▶ Selected text
Friday, December 5, 2008

One Hundred Years Of Universitihood*



BEFORE THE YEAR IS OVER and it is too late, I want to jump on the bandwagon and join the centennial anniversary celebration of the University of the Philippines by posting an entry with an old postcard (of the Padre Faura campus where I spent my first semester in the UP system) that I had bought through Ebay from a guy in North Clarendon, Vermont and by, what seems like a pattern emerging in this blog, reminiscing. This is the least I can do; I am indebted to my alma mater figuratively and literally, but the constraints of distance, time and money prevent me from actively participating in the activities, which are probably winding down now as the year comes to a close. Just two days ago, my friend Susan Lara sent me an invitation to the UP Writers Night (which would have been over by now) and another missed event worsens the guilt and nags me into doing something, anything. My coming to America would not have happened if UP (specifically the English Department) did not take me under its wing and send me on its faculty development program to study in the United States. So, for all its worth, I will write my memory of the Writing Center, the focal point of my stay in the university, and drop a lot of names that I hope will not bore some readers.

▶ Task to carry out
For each statement, answer yes or no as to whether it agrees with the blog post on the University of the Philippines centennial, quoting the words from the post that decide it. (a) The writer bought the old postcard through Ebay. (b) The writer attended the UP Writers Night. (c) The writer spent a first semester in the UP system at the Padre Faura campus. The records come from a different source than the blog post on the University of the Philippines centennial.

Raw records
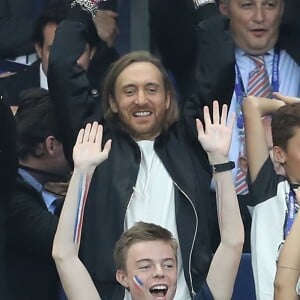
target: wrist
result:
[193,0,216,9]
[71,0,101,17]
[211,161,235,173]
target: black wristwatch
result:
[211,161,235,173]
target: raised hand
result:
[273,92,300,104]
[73,122,111,170]
[196,100,235,162]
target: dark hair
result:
[33,4,67,47]
[15,88,61,159]
[271,102,300,150]
[114,222,178,271]
[103,51,179,129]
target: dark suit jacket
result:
[0,0,65,58]
[0,100,17,299]
[0,61,40,105]
[7,177,59,300]
[279,0,300,64]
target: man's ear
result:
[273,146,286,164]
[90,46,96,60]
[44,135,56,155]
[34,43,42,59]
[166,92,172,109]
[108,95,119,113]
[219,0,230,16]
[116,270,129,288]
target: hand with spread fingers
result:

▶ Task output
(a) Yes: "that I had bought through Ebay from a guy in North Clarendon, Vermont"
(b) No: "another missed event worsens the guilt and nags me into doing something, anything"
(c) Yes: "of the Padre Faura campus where I spent my first semester in the UP system"